Description of the task: Please pull out the Dudleya passage below and copy it in full, word for word.

This plant typically emerges from a singular rosette, with an unbranching and very short caudex 10 to 15 mm wide. The rosette is 3 to 6 cm wide, and is topped with leaves 2 to 4 cm long. The shape of the leaves is elliptic to oblanceolate, and they are usually 7 to 15 mm wide. On the inflorescence, the peduncle is 3 to 8 cm tall, and 1 to 3 mm wide. The lower bracts are 5 to 6 mm large, and the inflorescence branches off into a few simple, ascending branches, with 3 to 8 flowers per branch. The flowers have fused petals, and the keel of the flower is typically lined in red. The plant flowers from May through July.

== Taxonomy ==

=== Taxonomic history ===
This plant was first described by Kei M. Nakai, a botanist doing research on Dudleya. It is one of many subspecies of Dudleya abramsii. Some of the plants occurring near Baldwin Lake have been regarded by some authors as Dudleya baldwinensis. Plants with up to 50 rosettes occurring on limestone in Cushenbury Canyon may actually be Dudleya abramsii subsp. calcicola.

Entries shown:
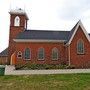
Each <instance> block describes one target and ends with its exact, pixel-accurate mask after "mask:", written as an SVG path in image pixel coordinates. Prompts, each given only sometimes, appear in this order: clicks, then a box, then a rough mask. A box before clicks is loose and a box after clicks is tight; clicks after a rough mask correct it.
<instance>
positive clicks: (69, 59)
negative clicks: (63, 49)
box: [68, 45, 71, 66]
mask: <svg viewBox="0 0 90 90" xmlns="http://www.w3.org/2000/svg"><path fill="white" fill-rule="evenodd" d="M68 65H69V66H70V65H71V62H70V45H68Z"/></svg>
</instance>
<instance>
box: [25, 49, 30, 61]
mask: <svg viewBox="0 0 90 90" xmlns="http://www.w3.org/2000/svg"><path fill="white" fill-rule="evenodd" d="M26 49H27V48H25V49H24V60H25V61H29V60H31V48H28V49H29V51H30V57H29V59H26V58H25V50H26Z"/></svg>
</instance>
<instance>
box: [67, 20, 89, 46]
mask: <svg viewBox="0 0 90 90" xmlns="http://www.w3.org/2000/svg"><path fill="white" fill-rule="evenodd" d="M79 26H80V27H81V28H82V31H83V32H84V34H85V36H86V38H87V40H88V41H89V42H90V36H89V35H88V33H87V31H86V29H85V28H84V26H83V24H82V22H81V20H79V22H78V24H77V26H76V28H75V30H74V32H73V34H72V36H71V38H70V40H69V42H68V43H67V45H68V44H71V42H72V40H73V38H74V36H75V34H76V32H77V30H78V27H79Z"/></svg>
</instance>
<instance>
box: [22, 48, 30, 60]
mask: <svg viewBox="0 0 90 90" xmlns="http://www.w3.org/2000/svg"><path fill="white" fill-rule="evenodd" d="M24 58H25V60H30V59H31V50H30V49H29V48H26V49H25V51H24Z"/></svg>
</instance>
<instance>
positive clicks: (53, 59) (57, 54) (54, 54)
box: [52, 48, 58, 60]
mask: <svg viewBox="0 0 90 90" xmlns="http://www.w3.org/2000/svg"><path fill="white" fill-rule="evenodd" d="M52 60H58V49H57V48H53V49H52Z"/></svg>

Finished exercise:
This plant typically emerges from a singular rosette, with an unbranching and very short caudex 10 to 15 mm wide. The rosette is 3 to 6 cm wide, and is topped with leaves 2 to 4 cm long. The shape of the leaves is elliptic to oblanceolate, and they are usually 7 to 15 mm wide. On the inflorescence, the peduncle is 3 to 8 cm tall, and 1 to 3 mm wide. The lower bracts are 5 to 6 mm large, and the inflorescence branches off into a few simple, ascending branches, with 3 to 8 flowers per branch. The flowers have fused petals, and the keel of the flower is typically lined in red. The plant flowers from May through July.

== Taxonomy ==

=== Taxonomic history ===
This plant was first described by Kei M. Nakai, a botanist doing research on Dudleya. It is one of many subspecies of Dudleya abramsii. Some of the plants occurring near Baldwin Lake have been regarded by some authors as Dudleya baldwinensis. Plants with up to 50 rosettes occurring on limestone in Cushenbury Canyon may actually be Dudleya abramsii subsp. calcicola.